Requirements:
1. According to the rent-suit judgment, which court had to fix the rent under Act VIII of 1865, and how was this usually done?
2. Pick up the rent-suit judgment after its final sentence and carry the reasoning forward.

Selection:
▶

4. Obviously then the Act intended that in all cases where, the rent was not ascertained under Section 25, Section 30 or, Section 45 or is not already fixed, the Court in a suit under Section 77, when the amount of rent is in dispute, should as part of its duty ascertain the amount. And this is no new procedure. After all, rent which has been or is fixed only means the rent which has been uniformaly and lawfully paid for a series of years or a rent agreed upon by the parties or a rent which has been already determined by a decree of Court. In the first two cases, if there is any dispute as to the amount of rent, the authority to decide that dispute must in the last resort be the Court. Probably in 99 per cent. of suits under Section 77; the amount of rent is in dispute and has not been fixed previously by Court or agreement. Parties come to court because they cannot agree as to the rate of rent. To accede to the appellants' argument that a suit under Section 77 will only lie if the rent has been fixed by some other authority than the trying Court would be to hold that the great majority of the suits tried under Section 77 and all the suits in which the Court has in the slightest degree interfered with the amount of rent claimed were not maintainable in law, and that in a maintainable suit under Section 77 the defendant cannot be heard to say that the amount of rent is not correct because it must have been already fixed. To such a desperate conclusion we do not consider ourselves compelled to come. Our view is that taken by a single Judge of this Court in Mallayya v. Narayanagajapathiraju (1924) 21 L.W. 42. The appellant has referred us to a Privy Council decision under Act VIII of 1865 reported in Rangayya Appa Rao v. Bobba Sriramulu (1903) L.R. 30 IndAp17 : I.L.R. 27 Mad. 143 : 190314 M.L.J. 1. But the procedure under that Act was so different from the procedure under the presnt Act that that decision has in our opinion no bearing on the present case. Under Act VIII of 1865 the rent had to be fixed by the Revenue Court usually by a suit for acceptance of patta, and when it had been so fixed then the suit for rent was brought in a Civil Court. But under the present Act it is the Revenue Court itself that entertains the suit for rent.

◀

Dataset section:
▶

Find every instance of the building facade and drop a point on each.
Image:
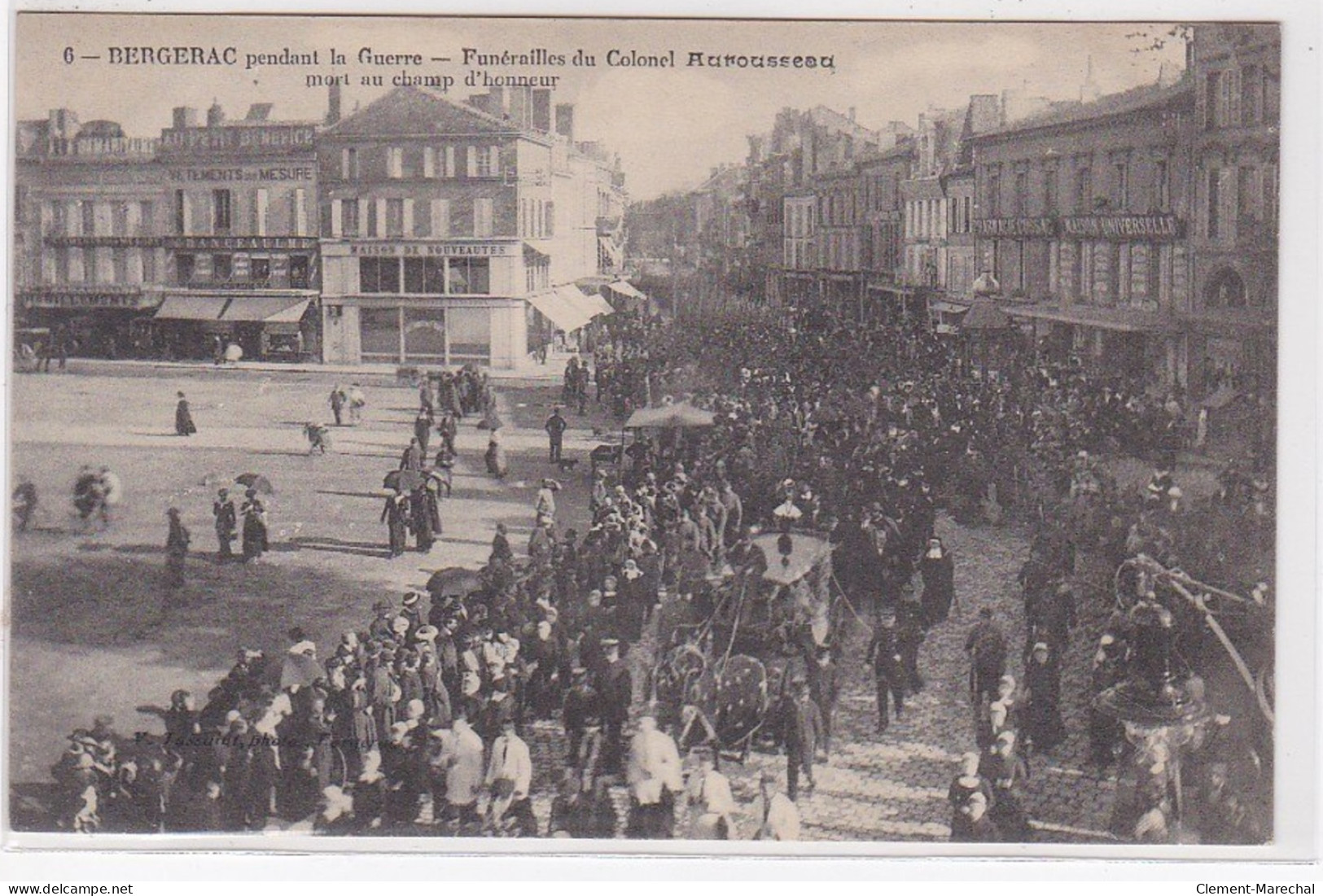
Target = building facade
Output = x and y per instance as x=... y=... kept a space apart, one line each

◀

Replies:
1. The Revenue Court fixed it, usually by a suit for acceptance of patta.

2.
5. Now if Section 77 applies to the ordinary case in which parties are disputing about the rate of rent, there is no reason why it should not apply to unusual cases which are not covered by Sections 25,30 and 45. In fact, even with reference to Sections 25 and 45, it is clear that the Court trying a suit under Section 77 has, in the case of Section 25, a duty to hold the ryot bound to pay rent at a rate not exceeding the rate prevailing for similar lands with similar advantages in the neighbourhood if such information is available, and, in the case of Section 45, has a duty to decide what is the rent fixed on the land, and it is only when the trying Court cannot decide these points that an application has to be made to the Collector to fix the rent. To uphold his argument the appellant's vakil had to contend that, though in these two sections an application to the Collector was prescribed only in the second alternative mentioned, yet the sections must mean that application had to be made to the Collector even in the matter of the first alternative. This contention seems to us wholly untenable on the language of the sections.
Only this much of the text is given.